**OBJECTIVE**
All entries must be extracted exactly, with nothing added or dropped.

**TASK INPUT**
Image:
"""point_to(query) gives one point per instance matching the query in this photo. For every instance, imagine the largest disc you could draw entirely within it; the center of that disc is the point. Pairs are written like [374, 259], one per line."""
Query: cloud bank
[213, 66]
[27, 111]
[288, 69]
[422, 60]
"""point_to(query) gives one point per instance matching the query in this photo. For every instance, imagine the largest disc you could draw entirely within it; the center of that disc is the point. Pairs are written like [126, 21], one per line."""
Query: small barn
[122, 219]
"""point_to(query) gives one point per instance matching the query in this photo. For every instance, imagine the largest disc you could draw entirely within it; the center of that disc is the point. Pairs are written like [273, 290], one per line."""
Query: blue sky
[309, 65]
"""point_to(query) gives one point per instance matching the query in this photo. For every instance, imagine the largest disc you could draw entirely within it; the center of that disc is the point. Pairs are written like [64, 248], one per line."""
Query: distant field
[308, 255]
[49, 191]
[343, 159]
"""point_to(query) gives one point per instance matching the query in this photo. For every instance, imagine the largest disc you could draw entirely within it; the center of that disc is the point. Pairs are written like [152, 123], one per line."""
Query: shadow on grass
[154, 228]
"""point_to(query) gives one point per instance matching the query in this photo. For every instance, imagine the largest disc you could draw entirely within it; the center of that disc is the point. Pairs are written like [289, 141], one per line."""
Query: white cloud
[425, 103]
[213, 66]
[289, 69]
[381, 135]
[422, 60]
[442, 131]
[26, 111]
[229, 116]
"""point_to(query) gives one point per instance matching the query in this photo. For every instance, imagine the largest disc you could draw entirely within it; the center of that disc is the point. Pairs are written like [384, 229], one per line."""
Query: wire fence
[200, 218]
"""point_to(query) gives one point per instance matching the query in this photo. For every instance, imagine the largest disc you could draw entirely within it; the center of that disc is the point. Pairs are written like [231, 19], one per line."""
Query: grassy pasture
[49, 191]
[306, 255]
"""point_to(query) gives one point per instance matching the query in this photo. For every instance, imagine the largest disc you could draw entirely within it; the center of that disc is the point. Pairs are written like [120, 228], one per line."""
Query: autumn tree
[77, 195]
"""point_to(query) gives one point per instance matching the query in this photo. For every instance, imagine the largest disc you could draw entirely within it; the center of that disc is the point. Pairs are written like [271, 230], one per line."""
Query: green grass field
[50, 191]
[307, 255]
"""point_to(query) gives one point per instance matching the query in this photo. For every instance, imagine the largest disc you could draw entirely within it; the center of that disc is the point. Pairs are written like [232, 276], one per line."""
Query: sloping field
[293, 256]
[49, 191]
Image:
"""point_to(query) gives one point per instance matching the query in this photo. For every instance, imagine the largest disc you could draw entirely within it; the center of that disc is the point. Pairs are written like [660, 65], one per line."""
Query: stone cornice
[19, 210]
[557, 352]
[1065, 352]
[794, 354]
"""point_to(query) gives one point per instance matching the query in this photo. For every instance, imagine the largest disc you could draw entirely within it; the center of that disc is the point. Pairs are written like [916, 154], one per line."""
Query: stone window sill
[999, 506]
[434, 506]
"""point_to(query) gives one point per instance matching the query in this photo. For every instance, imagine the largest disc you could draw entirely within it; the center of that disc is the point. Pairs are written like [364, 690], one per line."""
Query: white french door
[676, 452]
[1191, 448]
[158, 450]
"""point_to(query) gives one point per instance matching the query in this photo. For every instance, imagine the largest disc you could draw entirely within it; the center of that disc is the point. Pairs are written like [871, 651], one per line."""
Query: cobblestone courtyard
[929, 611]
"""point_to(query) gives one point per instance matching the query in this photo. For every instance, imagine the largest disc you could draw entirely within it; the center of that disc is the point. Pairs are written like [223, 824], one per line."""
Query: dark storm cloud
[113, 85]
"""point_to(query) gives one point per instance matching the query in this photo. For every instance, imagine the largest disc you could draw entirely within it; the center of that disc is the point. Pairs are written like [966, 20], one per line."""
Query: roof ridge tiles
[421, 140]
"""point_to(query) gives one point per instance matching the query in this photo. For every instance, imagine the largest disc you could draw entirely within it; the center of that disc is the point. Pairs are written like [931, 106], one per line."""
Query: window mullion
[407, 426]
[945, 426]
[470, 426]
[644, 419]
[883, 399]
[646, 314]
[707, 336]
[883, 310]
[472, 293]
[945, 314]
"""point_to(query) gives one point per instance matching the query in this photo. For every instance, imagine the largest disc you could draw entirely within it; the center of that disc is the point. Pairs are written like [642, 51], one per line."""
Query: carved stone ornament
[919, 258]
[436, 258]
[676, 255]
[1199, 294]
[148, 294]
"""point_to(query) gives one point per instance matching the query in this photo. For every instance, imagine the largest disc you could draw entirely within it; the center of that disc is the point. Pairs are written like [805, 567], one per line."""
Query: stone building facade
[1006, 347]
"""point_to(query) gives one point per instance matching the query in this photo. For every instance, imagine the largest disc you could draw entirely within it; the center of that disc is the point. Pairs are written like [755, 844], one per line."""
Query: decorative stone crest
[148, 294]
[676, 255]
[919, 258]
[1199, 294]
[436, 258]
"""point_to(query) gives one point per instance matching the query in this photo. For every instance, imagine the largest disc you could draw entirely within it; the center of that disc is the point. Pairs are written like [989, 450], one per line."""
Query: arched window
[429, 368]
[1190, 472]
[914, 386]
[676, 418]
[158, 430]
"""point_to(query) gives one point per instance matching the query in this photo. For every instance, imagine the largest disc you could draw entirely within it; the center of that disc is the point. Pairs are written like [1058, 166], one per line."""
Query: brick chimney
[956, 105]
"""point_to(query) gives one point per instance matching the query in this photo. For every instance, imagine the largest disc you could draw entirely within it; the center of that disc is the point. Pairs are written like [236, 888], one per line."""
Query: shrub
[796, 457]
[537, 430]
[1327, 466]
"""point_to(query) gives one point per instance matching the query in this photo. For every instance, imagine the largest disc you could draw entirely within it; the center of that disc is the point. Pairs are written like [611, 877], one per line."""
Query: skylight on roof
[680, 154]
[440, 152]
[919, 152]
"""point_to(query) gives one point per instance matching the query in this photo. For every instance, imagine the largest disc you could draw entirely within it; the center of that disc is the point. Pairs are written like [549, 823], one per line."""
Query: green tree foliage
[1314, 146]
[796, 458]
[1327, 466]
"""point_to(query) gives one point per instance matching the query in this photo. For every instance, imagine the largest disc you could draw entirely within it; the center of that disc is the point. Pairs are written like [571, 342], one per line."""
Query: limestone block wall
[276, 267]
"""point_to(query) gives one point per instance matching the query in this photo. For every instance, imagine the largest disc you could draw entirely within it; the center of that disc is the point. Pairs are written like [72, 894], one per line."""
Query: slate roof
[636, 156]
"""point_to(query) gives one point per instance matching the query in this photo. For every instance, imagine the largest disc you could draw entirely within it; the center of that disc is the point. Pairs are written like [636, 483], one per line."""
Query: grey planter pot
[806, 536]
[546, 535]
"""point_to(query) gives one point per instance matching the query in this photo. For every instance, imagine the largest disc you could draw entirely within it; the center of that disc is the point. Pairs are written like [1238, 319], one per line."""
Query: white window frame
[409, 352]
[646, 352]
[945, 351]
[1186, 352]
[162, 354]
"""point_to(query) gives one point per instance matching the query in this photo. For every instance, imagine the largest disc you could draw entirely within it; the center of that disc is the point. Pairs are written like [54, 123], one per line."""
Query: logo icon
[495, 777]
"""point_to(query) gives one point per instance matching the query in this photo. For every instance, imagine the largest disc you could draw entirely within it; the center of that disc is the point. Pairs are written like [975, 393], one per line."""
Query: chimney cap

**FINAL RESULT**
Image:
"""point_to(query) gives one point per instance matching the query in this photo. For every instance, imagine the largest disc you could draw entirely within it; the center of that disc is the point. Pairs are written like [374, 259], one per line."""
Query: cloud bank
[213, 66]
[27, 111]
[288, 69]
[422, 60]
"""point_to(query) gives one point per instance matching the query in this photo. For every instance, imagine the largest disc you could draw entirely within it; the center of that disc is the point. Pairs are written like [126, 21], one per line."""
Query: small barn
[122, 219]
"""point_to(query) gives one point per instance matching the query in this photo. For every instance, imagine the largest disc you could draw entirely within it; the center of that disc is the point. Pairs are written like [273, 290], one per line."""
Query: blue sky
[309, 65]
"""point_to(query) gives one point per instance matching the query in this photo. For every instance, imagine the largest disc you could draw entirely within it; the center of that disc is the point. Pairs are written like [64, 248], one per line."""
Query: distant field
[308, 255]
[49, 191]
[343, 159]
"""point_to(query) gives one point per instance matching the query in this photo. For every instance, imagine the largest disc you could draw entirely within it; the center of that disc is the point. Pairs are written like [152, 123], one per line."""
Query: shadow on grass
[154, 228]
"""point_to(query) gives one point per instance matching the query in this photo. For every instance, imagine the largest disc you could draw entirely within it; the center of that disc is the point. Pairs are written like [289, 141], one per line."""
Query: white cloud
[425, 103]
[213, 66]
[289, 69]
[381, 135]
[422, 60]
[442, 131]
[26, 111]
[229, 116]
"""point_to(query) gives one point per instance matching the query in this photo. For every instance, imagine the largest disc you could draw entirely within it; the center of that disc is the point. Pairs are written like [384, 229], one per line."""
Query: wire fence
[200, 218]
"""point_to(query) gives one point per instance matching the query in this photo. For every instance, imagine the largest disc you could draw entirely within it; the center of that disc is the point. Pairs are written like [231, 19], one per line."""
Query: grassy pasture
[49, 191]
[306, 255]
"""point_to(query) gives one point per instance matching the query in this photo. For every instance, imagine the largest disc you could draw entirely within it; the center of that disc is the point. Pairs are written like [120, 228], one per line."""
Query: autumn tree
[77, 195]
"""point_to(query) gives one point per instance matching the query in this photo. For every instance, imagine the largest disc you could draw entirely within it; the center of that disc is the point. Pairs are written like [271, 230], one per line."""
Query: green grass field
[50, 191]
[307, 255]
"""point_to(query) gives one point per instance matching the query in this photo. For every instance, imagine the largest disc you could draw entirely within it; the center of that disc is the point. Pairs are written like [232, 276], one per line."""
Query: sloping field
[293, 256]
[49, 191]
Image:
"""point_to(query) gives one point per instance matching the query in this photo. For every instance, imagine the largest disc you could draw entirely within it; the center of that disc is the point. Pairs are written like [660, 65], one per line."""
Query: stone cornice
[19, 210]
[557, 352]
[1065, 352]
[794, 354]
"""point_to(query) gives one point per instance matching the query in this photo. For every instance, imagine the largest disc you could draw entirely within it; the center of that disc is the point. Pairs are written like [916, 154], one per line."""
Query: stone window sill
[999, 506]
[434, 506]
"""point_to(query) gives one point per instance matching the query in this photo. For every instance, imagine the largest disc you could draw entirely within it; the center of that disc is the point. Pairs are written like [364, 690], one per line."""
Query: white french door
[676, 452]
[1191, 448]
[158, 450]
"""point_to(query) gives one point per instance matching the query in this photo. For every instance, imagine the largest disc you could draw entirely within it; the center of that disc is the point. Pairs are written like [871, 651], one per line."""
Query: cobblestone courtyard
[929, 611]
"""point_to(query) gives one point per instance matching the query in this photo. For every instance, imagine the largest disc you could draw entirely within it; the center of that disc is the point. Pairs are written like [223, 824], one per line."""
Query: dark storm cloud
[113, 85]
"""point_to(query) gives one point per instance matching the query in this photo. For every instance, imagine the largest disc you could draw entirely within it; the center of that disc is the point. Pairs are written like [966, 20], one per line."""
Query: roof ridge tiles
[421, 140]
"""point_to(query) gives one point per instance matching the query in this photo. For every instance, imagine the largest disc you could draw entirely within it; the center of that disc is the point. Pairs are written like [931, 106], one per line."""
Query: window mullion
[407, 426]
[945, 426]
[470, 426]
[644, 419]
[883, 399]
[646, 314]
[707, 336]
[883, 310]
[472, 293]
[945, 314]
"""point_to(query) gives one point per instance matching the query in this photo. For every instance, imagine the largest disc you could draw entirely within it; the center of that disc is the point. Pairs are written like [642, 51], one per line."""
Query: carved stone ornament
[919, 258]
[436, 258]
[676, 255]
[1199, 294]
[148, 294]
"""point_to(query) gives one point per instance matching the query in this photo. For every instance, imagine the largest disc you could draw entirely within it; the center of that disc is the point. Pairs are written like [805, 567], one per line."""
Query: stone building facade
[1006, 347]
"""point_to(query) gives one point per instance matching the query in this photo. For every instance, imagine the largest disc you could draw entirely within it; the center of that disc is the point. Pairs are written like [755, 844], one per line."""
Query: decorative stone crest
[148, 294]
[676, 255]
[919, 258]
[1199, 294]
[436, 258]
"""point_to(query) gives one point per instance matching the query in this photo. For every instance, imagine the largest disc you could draw entirely within it; the center of that disc is the point. Pairs are written like [989, 450], one per line."""
Query: arched window
[429, 368]
[1190, 472]
[914, 386]
[676, 418]
[158, 430]
"""point_to(query) gives one point per instance matching the query in this photo. For every instance, imagine the largest disc you could draw entirely within it; the center of that disc is the point. Pairs are written like [1058, 166], one per line."""
Query: brick chimney
[956, 105]
"""point_to(query) gives one point per instance matching the query in this photo. For every instance, imagine the largest disc you could draw entirely within it; the center of that disc is the point. Pairs are written like [236, 888], one per line."""
Query: shrub
[796, 457]
[537, 430]
[1327, 466]
"""point_to(query) gives one point per instance matching the query in this photo. For every instance, imagine the largest disc you could draw entirely within it; the center of that disc is the point. Pairs are written like [611, 877], one per line."""
Query: skylight on roof
[680, 154]
[440, 152]
[919, 152]
"""point_to(query) gives one point per instance matching the query in this photo. For every instance, imagine the largest disc you could draw entirely within it; the center of that disc is the point. Pairs are written like [549, 823], one per line."""
Query: green tree foliage
[1314, 146]
[796, 458]
[1327, 466]
"""point_to(query) gives one point per instance matching the query in this photo. For every instance, imagine the largest disc you could draw entirely within it; the center of that disc is the point. Pairs are written like [571, 342], one per line."""
Query: limestone block wall
[276, 267]
"""point_to(query) gives one point per instance matching the query in this photo. For every instance, imagine the largest disc you could draw entirely within it; the center of that disc is the point. Pairs are written like [72, 894], one per line."""
Query: slate roof
[636, 156]
"""point_to(query) gives one point per instance matching the query in this photo. For every instance, imagine the largest disc you could draw entirely within it; the center of that disc is the point. Pairs are written like [636, 483], one per line."""
Query: grey planter pot
[806, 536]
[546, 535]
"""point_to(query) gives one point per instance matching the query in this photo. For every instance, imagine the largest disc you could draw entirely within it; the center of that disc is the point. Pairs are written like [1238, 319], one per line."""
Query: white window frame
[409, 352]
[646, 352]
[945, 351]
[1186, 352]
[162, 354]
"""point_to(query) gives one point per instance matching the query in this photo. For every instance, imagine the largest disc you could draw entirely within it; the center of that disc is the point. Pairs are written like [54, 123], one per line."""
Query: logo icon
[495, 777]
"""point_to(query) gives one point per instance matching the query in this photo. For every instance, imagine the largest disc you could draw entirely within it; the center of that disc is the point. Pairs are written like [975, 393], one per line."""
Query: chimney cap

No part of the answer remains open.